→ Exercise details
From the passage below on the Goldsmith Awards, list every journalist mentioned by name.

→ Source passage

::::

“THIS STORY DIDN'T MAKE US ANY MONEY and it didn’t make us any friends,” said Josh Salman, one of the finalists of the 2017 Goldsmith Prize for Investigative Reporting for his reporting on racial bias in sentencing in Florida.
Those words could be the unofficial motto of the kind of work Salman and his peers do: the countless hours spent cleaning databases, poring over documents, wresting information from unwilling officials, or cultivating sources.
When done right, the months of hard work pay off.
Last week, Harvard Kennedy School (HKS) celebrated the best of the country’s investigative journalism with its annual Goldsmith Awards Program. Launched in 1991 by the Shorenstein Center on Media, Politics and Public Policy at HKS, the Goldsmith Awards have become one of the country’s premier journalism awards, honoring not only investigative reporting, but also recognizing groundbreaking books and saluting journalists for a lifetime of dedicated work (this year, it was Univision's Jorge Ramos).
At a time when news outlets face dwindling revenues, technical revolutions and even institutional assaults, the awards play an important role in celebrating journalism’s contribution to democracy and civic life.
The overall winner, a piece by Shane Bauer of Mother Jones on the four months he spent working as a private prison guard, resulted in the U.S. Departments of Justice and Homeland Security reconsidering the use of private prisons. Another finalist, David Cloud’s Los Angeles Times piece on attempts by the California National Guard to aggressively recover millions of dollars in enlistment bonuses from thousands of soldiers and veterans, led the Department of Defense to suspend the program and Congress to waive most of the debts.
“I read over 100 of the submissions that brought to light the worst failings of humanity,” said Nicco Mele, director of the Shorenstein Center and a lecturer in public policy at HKS, introducing the winner in the JFK Jr. Forum on Thursday night (March 2).

::::

(Data excerpts)
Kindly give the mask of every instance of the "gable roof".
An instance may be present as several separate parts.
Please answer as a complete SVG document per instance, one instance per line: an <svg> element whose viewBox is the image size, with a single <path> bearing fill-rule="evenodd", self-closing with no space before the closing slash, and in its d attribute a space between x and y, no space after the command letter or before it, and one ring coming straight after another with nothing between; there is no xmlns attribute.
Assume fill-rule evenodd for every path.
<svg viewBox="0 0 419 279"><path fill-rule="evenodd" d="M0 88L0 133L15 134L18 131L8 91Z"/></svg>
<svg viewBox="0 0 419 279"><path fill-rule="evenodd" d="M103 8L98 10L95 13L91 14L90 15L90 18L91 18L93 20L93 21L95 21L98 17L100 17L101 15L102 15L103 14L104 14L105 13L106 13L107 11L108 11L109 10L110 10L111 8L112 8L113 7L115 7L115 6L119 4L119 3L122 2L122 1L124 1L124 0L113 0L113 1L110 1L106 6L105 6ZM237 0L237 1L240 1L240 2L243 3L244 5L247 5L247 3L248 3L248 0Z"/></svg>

::::

→ Answer
Josh Salman, Jorge Ramos, Shane Bauer, David Cloud